■ **What is required**: Print, from the listing below, the lines starting at the line containing "output point(766, 534)" and ending at the line containing "output point(18, 527)", exactly as they stand, and print nothing else.

■ **Material to process**:
====
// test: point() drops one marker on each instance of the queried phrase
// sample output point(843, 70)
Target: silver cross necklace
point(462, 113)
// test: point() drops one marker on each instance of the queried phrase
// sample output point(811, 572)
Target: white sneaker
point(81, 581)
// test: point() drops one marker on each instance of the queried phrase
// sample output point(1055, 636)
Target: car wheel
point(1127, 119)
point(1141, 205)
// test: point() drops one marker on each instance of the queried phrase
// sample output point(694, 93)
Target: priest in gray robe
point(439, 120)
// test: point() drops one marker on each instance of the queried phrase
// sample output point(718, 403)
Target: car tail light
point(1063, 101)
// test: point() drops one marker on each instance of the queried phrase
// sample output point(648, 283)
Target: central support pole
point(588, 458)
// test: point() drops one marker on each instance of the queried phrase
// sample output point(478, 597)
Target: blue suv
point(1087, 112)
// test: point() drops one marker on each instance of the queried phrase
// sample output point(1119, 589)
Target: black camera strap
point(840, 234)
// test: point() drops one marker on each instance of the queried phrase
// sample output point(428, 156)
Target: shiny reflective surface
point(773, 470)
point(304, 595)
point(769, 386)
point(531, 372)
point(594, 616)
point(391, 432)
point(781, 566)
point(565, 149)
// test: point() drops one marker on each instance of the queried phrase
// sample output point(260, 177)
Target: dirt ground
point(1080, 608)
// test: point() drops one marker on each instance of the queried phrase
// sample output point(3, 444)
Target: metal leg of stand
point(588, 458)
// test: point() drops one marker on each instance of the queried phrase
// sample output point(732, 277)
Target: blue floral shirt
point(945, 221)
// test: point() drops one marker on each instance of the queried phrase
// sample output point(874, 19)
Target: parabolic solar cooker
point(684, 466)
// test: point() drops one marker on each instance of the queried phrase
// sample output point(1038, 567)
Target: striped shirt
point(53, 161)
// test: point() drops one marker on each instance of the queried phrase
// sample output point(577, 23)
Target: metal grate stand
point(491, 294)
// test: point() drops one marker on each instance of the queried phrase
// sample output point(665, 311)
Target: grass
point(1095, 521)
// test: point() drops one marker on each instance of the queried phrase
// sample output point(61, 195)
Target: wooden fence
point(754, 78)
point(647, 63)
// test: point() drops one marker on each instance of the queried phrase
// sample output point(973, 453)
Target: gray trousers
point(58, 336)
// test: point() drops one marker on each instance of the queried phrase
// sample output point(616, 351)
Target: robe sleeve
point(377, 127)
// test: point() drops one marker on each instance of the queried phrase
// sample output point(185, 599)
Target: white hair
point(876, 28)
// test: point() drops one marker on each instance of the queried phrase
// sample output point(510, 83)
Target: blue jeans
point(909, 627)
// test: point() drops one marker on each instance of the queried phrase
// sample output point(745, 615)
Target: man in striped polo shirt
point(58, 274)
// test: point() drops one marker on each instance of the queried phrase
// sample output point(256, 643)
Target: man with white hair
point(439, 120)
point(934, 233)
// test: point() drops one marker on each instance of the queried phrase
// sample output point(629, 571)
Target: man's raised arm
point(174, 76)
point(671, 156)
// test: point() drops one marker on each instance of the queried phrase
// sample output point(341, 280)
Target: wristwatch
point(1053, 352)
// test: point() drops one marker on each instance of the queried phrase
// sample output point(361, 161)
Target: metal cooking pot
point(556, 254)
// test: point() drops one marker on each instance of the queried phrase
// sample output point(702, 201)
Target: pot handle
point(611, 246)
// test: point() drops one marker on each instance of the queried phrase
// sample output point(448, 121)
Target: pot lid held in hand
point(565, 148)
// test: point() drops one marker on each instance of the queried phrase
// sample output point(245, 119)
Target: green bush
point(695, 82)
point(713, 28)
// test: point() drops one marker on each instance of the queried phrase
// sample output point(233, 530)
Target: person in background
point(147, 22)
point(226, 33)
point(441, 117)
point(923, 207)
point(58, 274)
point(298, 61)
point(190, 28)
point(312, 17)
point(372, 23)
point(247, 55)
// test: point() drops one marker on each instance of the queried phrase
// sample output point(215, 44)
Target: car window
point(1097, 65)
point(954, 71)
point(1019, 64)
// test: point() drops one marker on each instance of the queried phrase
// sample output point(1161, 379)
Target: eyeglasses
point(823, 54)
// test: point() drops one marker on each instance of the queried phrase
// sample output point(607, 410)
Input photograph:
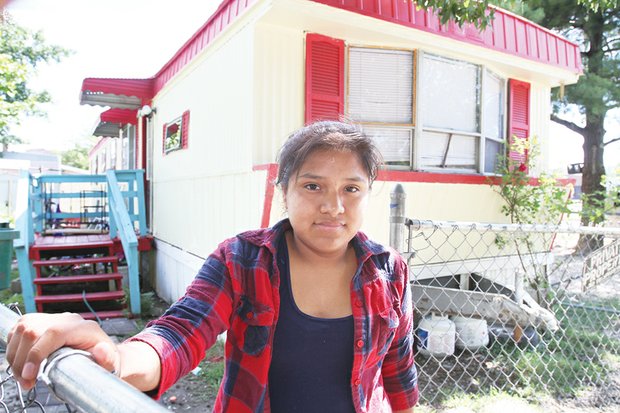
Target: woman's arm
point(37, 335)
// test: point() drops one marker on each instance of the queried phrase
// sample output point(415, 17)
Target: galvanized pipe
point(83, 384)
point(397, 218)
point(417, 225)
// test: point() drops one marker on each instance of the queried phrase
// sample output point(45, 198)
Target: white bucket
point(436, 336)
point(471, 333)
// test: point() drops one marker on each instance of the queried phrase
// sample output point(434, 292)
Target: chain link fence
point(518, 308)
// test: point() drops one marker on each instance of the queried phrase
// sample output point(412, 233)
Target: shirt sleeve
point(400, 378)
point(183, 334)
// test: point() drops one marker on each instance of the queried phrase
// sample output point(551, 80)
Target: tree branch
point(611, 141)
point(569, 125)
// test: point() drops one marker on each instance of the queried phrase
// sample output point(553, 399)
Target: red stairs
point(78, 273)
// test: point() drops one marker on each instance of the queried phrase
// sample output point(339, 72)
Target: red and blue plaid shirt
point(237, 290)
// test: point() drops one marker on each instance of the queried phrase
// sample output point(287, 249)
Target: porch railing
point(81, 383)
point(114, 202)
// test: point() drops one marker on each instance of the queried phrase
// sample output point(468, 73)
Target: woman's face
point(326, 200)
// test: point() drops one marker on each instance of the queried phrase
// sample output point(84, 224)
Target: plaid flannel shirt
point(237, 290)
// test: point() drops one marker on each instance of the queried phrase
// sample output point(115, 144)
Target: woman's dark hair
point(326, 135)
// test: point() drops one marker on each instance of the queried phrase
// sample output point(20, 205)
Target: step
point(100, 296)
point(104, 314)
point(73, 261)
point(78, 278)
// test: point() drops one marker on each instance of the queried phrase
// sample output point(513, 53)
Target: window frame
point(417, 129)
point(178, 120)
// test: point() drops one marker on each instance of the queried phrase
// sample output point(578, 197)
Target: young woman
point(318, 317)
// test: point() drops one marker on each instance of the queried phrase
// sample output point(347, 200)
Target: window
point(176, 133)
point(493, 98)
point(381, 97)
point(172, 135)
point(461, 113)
====
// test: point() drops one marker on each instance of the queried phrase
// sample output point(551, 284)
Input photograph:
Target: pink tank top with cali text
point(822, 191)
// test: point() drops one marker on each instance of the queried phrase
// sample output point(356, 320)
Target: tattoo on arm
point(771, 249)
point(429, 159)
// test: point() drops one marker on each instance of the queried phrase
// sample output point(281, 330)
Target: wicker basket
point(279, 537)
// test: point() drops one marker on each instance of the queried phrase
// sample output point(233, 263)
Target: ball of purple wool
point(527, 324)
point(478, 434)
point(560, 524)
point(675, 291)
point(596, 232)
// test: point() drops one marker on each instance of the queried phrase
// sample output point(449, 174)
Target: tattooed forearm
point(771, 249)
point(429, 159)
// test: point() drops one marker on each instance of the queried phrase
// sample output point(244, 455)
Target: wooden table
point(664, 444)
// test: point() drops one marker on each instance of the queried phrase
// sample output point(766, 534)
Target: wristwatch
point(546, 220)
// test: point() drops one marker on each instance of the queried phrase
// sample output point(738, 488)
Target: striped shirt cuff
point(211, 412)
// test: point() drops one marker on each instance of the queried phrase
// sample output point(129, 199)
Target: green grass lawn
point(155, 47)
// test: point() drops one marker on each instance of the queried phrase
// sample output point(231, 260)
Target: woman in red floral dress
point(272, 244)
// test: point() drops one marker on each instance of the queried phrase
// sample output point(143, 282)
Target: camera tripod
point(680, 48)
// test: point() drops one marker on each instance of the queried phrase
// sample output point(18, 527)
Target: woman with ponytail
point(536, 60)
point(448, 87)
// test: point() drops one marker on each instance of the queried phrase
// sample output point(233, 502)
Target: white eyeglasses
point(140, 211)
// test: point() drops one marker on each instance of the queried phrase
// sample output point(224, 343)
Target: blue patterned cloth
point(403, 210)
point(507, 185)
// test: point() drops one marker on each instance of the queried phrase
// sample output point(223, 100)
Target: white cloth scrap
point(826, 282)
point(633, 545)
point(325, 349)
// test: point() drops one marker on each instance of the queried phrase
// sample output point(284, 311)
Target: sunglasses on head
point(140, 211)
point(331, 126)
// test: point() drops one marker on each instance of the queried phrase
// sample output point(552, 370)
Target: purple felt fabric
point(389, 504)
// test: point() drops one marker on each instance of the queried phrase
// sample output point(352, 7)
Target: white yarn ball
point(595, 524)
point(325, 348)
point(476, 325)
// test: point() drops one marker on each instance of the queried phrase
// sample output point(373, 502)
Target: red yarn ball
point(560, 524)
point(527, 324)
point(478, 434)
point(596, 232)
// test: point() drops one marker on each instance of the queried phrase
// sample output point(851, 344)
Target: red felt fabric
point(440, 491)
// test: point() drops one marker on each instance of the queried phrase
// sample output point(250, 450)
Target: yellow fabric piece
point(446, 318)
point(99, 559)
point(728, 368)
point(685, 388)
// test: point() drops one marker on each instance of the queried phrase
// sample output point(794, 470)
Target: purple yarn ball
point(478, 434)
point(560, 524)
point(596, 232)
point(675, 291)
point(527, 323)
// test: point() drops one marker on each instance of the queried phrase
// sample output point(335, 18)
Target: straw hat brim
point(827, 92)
====
■ **Output for this task**:
// sample output point(766, 534)
Target: wristwatch
point(546, 220)
// test: point() drops one marker on each instance of the queried phrase
// sample output point(738, 488)
Target: striped shirt cuff
point(211, 412)
// test: point() drops one marker on each instance of the queried phrase
// sample output point(129, 199)
Target: green grass lawn
point(155, 47)
// test: point() drops one marker on each instance of the queried phrase
// sample output point(231, 260)
Target: woman in red floral dress
point(272, 244)
// test: point() drops one marker on each instance of the queried phrase
// sample output point(143, 282)
Target: camera tripod
point(680, 48)
// test: point() drops one marker on each instance of the queried phrase
// sample output point(18, 527)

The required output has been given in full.